Written problem.
Rewrite the data below as a numbered list with blank lines omitted. Begin at the first line of the data and stop after the line that contains "left=228, top=110, right=373, bottom=316".
++++++++
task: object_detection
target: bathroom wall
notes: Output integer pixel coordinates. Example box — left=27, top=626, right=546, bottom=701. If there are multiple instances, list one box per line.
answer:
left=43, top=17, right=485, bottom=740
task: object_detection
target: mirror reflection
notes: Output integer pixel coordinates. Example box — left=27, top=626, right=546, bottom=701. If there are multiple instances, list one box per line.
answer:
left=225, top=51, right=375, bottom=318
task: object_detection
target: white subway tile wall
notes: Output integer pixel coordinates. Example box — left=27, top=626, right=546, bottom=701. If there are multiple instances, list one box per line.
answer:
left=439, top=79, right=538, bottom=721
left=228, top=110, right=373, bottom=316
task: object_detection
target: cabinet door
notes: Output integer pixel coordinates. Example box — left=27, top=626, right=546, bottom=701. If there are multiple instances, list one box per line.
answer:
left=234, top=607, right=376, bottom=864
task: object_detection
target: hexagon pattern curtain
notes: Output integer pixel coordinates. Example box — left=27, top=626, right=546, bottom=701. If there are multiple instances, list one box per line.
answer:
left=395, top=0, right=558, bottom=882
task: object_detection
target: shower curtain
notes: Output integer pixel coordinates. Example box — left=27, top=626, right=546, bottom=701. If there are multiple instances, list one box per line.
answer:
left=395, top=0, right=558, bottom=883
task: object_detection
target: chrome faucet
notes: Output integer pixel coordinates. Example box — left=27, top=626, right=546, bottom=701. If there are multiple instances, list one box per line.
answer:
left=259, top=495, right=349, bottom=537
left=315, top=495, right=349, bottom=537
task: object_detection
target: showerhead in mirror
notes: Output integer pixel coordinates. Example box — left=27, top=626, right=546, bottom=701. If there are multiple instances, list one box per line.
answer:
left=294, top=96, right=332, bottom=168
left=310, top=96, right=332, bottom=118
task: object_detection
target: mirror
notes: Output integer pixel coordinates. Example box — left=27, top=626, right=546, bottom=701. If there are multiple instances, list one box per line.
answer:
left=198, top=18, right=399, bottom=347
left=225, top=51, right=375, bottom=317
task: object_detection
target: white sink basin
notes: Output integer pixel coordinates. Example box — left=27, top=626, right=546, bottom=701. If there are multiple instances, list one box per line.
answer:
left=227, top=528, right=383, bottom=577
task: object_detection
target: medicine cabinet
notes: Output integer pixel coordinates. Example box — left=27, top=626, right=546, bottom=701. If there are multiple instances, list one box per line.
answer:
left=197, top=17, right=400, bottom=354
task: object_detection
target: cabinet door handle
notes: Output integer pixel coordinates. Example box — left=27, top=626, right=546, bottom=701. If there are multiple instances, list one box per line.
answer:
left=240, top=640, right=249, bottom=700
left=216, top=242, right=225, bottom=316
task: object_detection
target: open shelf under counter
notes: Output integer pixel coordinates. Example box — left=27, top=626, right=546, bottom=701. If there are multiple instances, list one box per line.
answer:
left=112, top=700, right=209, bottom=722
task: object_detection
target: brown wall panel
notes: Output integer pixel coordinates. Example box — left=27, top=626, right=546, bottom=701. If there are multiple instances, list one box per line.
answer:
++++++++
Response.
1. task: object_detection
2. target: bathroom wall
3. notes: Output integer pixel coordinates. Example box — left=27, top=626, right=546, bottom=701. If there are multiple instances, list one box per line.
4. answer:
5. left=43, top=17, right=485, bottom=740
6. task: object_detection
7. target: mirror reflection
8. notes: Output integer pixel coordinates. Example box — left=27, top=626, right=546, bottom=701. If there are multiple instances, list one box per line.
9. answer:
10. left=225, top=51, right=375, bottom=318
11. task: object_detection
12. target: white subway tile wall
13. notes: Output integer pixel coordinates. Example box — left=27, top=626, right=546, bottom=701. If there are multiple instances, list one box per line.
14. answer:
15. left=439, top=79, right=538, bottom=721
16. left=228, top=110, right=373, bottom=316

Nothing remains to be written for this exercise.